### [PROBLEM TO WORK ON]
Please recast the part of the material below, from the line containing "Note: point at the sky" through the end of the material, as a Markdown table with the columns Number and Text. Give each line its own row with its row number, and leave out blank lines.

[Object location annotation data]
++++++++++++++++++++

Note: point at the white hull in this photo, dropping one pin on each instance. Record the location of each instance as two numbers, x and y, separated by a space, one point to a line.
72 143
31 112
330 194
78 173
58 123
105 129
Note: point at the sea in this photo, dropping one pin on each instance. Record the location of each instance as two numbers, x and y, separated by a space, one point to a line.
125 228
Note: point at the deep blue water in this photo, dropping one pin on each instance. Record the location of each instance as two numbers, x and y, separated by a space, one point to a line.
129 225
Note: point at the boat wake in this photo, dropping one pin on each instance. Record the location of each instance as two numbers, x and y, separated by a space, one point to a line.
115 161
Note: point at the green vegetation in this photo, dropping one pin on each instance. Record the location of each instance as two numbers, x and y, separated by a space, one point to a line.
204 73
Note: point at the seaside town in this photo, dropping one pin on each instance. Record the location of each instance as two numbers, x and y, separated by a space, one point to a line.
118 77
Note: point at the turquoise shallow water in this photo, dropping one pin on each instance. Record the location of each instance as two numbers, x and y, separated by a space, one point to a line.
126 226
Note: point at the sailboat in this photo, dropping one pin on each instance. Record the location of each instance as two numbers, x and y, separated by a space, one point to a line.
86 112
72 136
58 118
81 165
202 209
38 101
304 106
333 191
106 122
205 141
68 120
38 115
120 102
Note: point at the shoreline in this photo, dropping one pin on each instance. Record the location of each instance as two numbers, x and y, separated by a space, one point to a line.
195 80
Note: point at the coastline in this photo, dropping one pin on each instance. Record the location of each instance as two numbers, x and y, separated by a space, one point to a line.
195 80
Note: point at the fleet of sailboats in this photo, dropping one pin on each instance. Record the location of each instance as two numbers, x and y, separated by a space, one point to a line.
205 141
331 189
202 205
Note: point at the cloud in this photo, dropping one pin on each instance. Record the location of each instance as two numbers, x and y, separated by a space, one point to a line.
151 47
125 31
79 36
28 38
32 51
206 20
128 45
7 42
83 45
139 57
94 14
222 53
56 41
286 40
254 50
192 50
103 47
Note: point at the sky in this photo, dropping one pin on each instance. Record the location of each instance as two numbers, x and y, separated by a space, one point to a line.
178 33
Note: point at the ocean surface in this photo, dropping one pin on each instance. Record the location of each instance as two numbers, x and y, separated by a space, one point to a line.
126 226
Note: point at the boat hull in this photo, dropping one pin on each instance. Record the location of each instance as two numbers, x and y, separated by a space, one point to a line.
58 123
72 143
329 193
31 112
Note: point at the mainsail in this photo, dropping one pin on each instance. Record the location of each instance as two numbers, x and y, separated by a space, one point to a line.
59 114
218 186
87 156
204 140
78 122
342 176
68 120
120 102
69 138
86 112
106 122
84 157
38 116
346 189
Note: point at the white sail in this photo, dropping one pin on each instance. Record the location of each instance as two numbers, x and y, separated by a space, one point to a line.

++++++++++++++++++++

### [CORRECT ANSWER]
| Number | Text |
|---|---|
| 1 | Note: point at the sky in this photo, dropping one pin on each instance. Record the location of each instance as two numbers, x and y, separated by a space, one point to a line. |
| 2 | 178 33 |
| 3 | Note: point at the ocean surface in this photo, dropping one pin on each instance. Record the location of each instance as two numbers, x and y, separated by a space, one point to a line. |
| 4 | 126 226 |
| 5 | Note: point at the boat hull in this photo, dropping one pin on each instance. Record the location of each instance as two numbers, x and y, separated by a space, one point to a line. |
| 6 | 58 123 |
| 7 | 72 143 |
| 8 | 329 193 |
| 9 | 31 112 |
| 10 | Note: point at the mainsail in this photo, dropping one pin on each instance. Record the location of each instance as two numbers, x and y, separated by a space, one point to a line. |
| 11 | 59 114 |
| 12 | 218 186 |
| 13 | 87 156 |
| 14 | 204 140 |
| 15 | 78 122 |
| 16 | 342 176 |
| 17 | 68 120 |
| 18 | 120 102 |
| 19 | 69 138 |
| 20 | 86 112 |
| 21 | 106 122 |
| 22 | 84 157 |
| 23 | 38 116 |
| 24 | 346 189 |
| 25 | Note: point at the white sail in this photo, dropping one pin on each instance. Record the location of each instance as two numbers, x and y, separated by a space, one point to a line. |